Instructions to follow:
Select every line of the listing below that contains the string "shirt", treating uppercase and lowercase letters as distinct.

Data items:
============

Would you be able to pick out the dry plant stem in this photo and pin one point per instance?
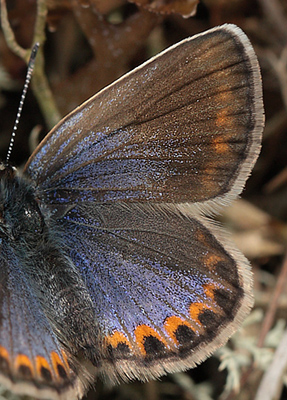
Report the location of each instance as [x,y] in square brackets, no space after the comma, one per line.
[9,35]
[268,320]
[279,289]
[275,13]
[40,84]
[279,65]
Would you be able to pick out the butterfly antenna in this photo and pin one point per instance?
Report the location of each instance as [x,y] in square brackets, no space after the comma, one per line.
[31,64]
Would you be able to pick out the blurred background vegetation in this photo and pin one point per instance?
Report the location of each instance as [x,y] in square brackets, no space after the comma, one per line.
[87,44]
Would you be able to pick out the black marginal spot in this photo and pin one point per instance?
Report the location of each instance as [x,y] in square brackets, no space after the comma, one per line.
[185,335]
[61,371]
[227,270]
[229,301]
[25,371]
[46,374]
[121,351]
[154,347]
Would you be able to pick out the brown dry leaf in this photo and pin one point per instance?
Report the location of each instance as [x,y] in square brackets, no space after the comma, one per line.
[186,8]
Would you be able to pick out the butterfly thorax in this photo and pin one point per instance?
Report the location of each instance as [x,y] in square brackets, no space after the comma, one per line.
[20,216]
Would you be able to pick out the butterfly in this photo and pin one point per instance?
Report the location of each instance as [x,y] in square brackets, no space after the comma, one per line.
[111,264]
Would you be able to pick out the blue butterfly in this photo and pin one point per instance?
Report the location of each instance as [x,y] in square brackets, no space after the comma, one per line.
[110,264]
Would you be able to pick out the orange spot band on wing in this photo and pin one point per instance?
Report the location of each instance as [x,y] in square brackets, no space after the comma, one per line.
[116,338]
[172,323]
[23,361]
[195,309]
[144,331]
[57,362]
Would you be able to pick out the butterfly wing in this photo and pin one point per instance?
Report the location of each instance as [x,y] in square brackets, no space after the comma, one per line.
[33,362]
[168,289]
[184,127]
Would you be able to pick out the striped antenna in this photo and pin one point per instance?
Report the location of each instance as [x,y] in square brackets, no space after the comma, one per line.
[27,81]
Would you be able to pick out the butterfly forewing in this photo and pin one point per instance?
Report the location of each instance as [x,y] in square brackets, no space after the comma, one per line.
[122,278]
[184,127]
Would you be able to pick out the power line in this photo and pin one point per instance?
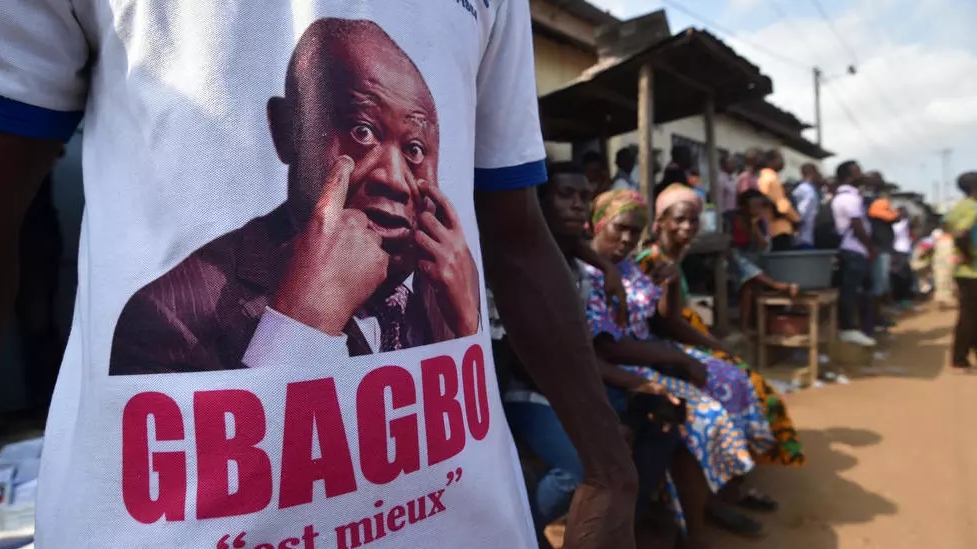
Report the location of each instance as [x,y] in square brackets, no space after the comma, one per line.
[713,25]
[876,148]
[775,4]
[883,97]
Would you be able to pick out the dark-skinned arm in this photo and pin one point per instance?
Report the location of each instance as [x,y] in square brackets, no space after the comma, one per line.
[679,330]
[659,355]
[535,295]
[23,164]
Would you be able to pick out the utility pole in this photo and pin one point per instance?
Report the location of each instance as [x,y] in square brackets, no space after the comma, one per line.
[817,103]
[945,185]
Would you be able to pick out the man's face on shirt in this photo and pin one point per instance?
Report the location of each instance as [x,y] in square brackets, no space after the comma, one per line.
[359,95]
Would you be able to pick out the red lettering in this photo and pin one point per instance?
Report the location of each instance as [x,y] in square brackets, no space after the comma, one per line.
[314,405]
[476,391]
[308,537]
[138,465]
[215,451]
[373,425]
[396,514]
[442,443]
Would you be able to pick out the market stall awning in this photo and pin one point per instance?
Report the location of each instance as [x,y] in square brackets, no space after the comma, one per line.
[782,124]
[689,67]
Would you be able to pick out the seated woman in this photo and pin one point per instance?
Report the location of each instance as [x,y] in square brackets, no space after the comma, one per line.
[677,225]
[726,421]
[750,238]
[565,200]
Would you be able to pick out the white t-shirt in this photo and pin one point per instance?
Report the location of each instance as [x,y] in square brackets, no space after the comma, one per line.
[211,394]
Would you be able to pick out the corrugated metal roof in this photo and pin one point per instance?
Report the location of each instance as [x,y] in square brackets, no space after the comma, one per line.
[689,66]
[582,9]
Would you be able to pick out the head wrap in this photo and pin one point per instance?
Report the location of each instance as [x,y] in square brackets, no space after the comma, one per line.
[672,195]
[611,204]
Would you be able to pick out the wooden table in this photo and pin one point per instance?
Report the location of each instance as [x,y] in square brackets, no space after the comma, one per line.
[818,334]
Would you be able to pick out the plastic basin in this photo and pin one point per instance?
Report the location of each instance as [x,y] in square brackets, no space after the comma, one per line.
[809,269]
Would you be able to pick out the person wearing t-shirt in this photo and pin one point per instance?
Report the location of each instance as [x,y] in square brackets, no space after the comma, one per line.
[808,201]
[902,247]
[782,214]
[855,255]
[752,164]
[961,221]
[370,186]
[625,160]
[312,445]
[882,216]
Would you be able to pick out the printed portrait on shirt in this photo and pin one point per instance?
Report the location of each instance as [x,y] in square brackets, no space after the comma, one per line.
[366,252]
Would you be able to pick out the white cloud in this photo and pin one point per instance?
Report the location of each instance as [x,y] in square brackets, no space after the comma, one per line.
[743,5]
[905,102]
[915,90]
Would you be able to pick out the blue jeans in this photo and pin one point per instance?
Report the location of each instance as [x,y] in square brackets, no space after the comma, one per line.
[855,292]
[537,426]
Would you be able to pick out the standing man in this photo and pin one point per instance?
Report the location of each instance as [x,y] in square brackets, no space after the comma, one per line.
[808,201]
[882,216]
[855,255]
[752,164]
[727,184]
[782,214]
[625,161]
[595,168]
[211,243]
[961,221]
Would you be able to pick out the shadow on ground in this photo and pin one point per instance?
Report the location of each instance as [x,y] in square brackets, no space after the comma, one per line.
[914,351]
[816,498]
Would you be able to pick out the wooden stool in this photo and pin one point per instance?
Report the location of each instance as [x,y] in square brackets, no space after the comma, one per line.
[817,333]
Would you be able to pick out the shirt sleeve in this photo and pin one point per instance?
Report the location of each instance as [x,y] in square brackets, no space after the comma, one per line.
[44,56]
[509,152]
[282,342]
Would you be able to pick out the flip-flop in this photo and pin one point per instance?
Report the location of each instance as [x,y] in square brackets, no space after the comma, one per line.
[757,501]
[732,521]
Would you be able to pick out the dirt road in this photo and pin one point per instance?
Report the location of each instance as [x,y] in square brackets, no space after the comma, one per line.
[892,458]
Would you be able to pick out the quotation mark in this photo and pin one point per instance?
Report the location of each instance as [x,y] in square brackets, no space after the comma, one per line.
[238,542]
[454,476]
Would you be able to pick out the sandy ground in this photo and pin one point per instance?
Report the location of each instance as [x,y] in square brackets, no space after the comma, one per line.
[892,458]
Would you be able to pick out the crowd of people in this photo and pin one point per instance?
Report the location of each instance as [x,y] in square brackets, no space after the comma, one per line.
[699,419]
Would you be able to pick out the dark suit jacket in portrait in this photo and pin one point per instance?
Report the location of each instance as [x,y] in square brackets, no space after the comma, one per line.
[202,314]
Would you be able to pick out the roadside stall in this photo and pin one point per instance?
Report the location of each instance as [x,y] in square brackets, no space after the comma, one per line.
[645,77]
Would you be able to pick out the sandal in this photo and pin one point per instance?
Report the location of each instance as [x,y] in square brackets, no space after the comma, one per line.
[758,501]
[732,521]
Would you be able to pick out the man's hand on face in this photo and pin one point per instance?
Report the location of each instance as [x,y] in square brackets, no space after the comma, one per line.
[337,263]
[447,263]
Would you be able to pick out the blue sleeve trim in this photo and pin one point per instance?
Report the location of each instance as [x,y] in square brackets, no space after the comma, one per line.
[25,120]
[511,178]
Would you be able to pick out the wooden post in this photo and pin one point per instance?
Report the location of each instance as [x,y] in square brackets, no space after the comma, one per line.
[721,299]
[646,129]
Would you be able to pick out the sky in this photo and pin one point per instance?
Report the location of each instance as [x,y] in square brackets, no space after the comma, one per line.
[914,92]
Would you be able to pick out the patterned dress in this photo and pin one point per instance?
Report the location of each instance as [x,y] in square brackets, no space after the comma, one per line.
[715,435]
[788,449]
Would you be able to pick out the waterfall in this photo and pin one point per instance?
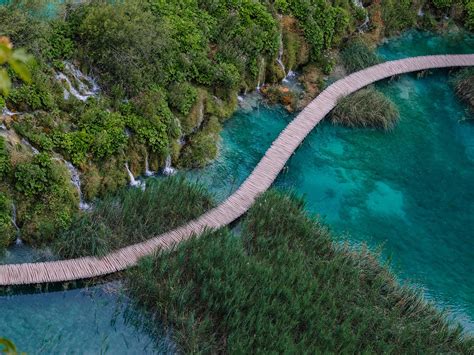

============

Response:
Would you be able to pick out the man's face on shirt in this photo and pin one point per instance?
Would you be able to pick out the white t-shirt in this photo and pin one point per instance?
Would you be able to pick out the person wearing t-shirt in this photo and pin one point per instance?
Would you be able to pick out the printed portrait on shirt in this photo and pin one point per instance?
Would you be able to pick out the shirt sleeve in this photo and pin one point per instance?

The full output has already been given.